Written problem:
Format every line of all the records below as a JSON list of strings, one string per line, with blank lines dropped and the pictures left out.

Records shown:
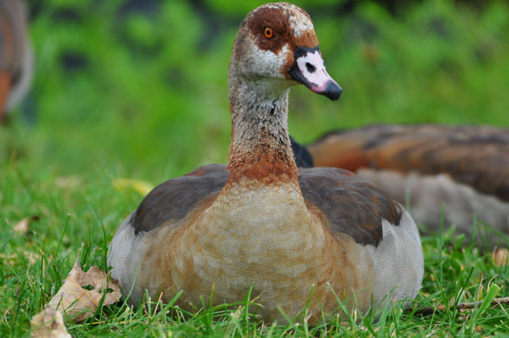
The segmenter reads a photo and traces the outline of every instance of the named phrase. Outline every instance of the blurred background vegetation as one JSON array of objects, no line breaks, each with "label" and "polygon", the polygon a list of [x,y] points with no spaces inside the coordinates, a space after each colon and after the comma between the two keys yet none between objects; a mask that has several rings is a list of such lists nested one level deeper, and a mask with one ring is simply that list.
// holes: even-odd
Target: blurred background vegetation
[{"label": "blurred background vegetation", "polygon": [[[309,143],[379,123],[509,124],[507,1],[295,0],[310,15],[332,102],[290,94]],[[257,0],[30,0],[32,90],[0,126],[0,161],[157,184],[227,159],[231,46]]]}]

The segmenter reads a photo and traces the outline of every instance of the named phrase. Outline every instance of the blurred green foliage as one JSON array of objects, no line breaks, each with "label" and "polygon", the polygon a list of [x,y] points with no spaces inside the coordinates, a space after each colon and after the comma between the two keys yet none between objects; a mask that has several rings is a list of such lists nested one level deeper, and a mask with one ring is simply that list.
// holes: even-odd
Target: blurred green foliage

Complete answer:
[
  "The segmenter reads a photo and traces the outline of every instance of the named phrase. Outline every instance of the blurred background vegetation as one JSON array of objects, no line breaks, each with \"label\" and \"polygon\", the polygon a list of [x,y] points with no spaces inside the coordinates, a space after each colon and after the comma between the two keys yet none between objects; a mask that has several rings is a list of such lists nested one level deeper, and a mask with one ring is simply that list.",
  "// holes: even-odd",
  "Target: blurred background vegetation",
  "[{\"label\": \"blurred background vegetation\", \"polygon\": [[[309,143],[379,123],[509,124],[507,1],[295,0],[310,15],[332,102],[290,94]],[[257,0],[30,0],[32,90],[0,126],[0,161],[157,184],[227,159],[231,46]]]}]",
  "The segmenter reads a photo and traces the outline of every instance of the named phrase. Outline every instance of the blurred green foliage as one JSON array of objects, no line breaks, each with \"label\" and \"polygon\", the polygon a list of [x,y] points with no spaces inside the coordinates, a space after each colon and after the comma between the two keys yet none between objects; a mask that has several rings is a list of such lists nested one level deeper, and a mask with one ring is simply that list.",
  "// holes: even-odd",
  "Target: blurred green foliage"
]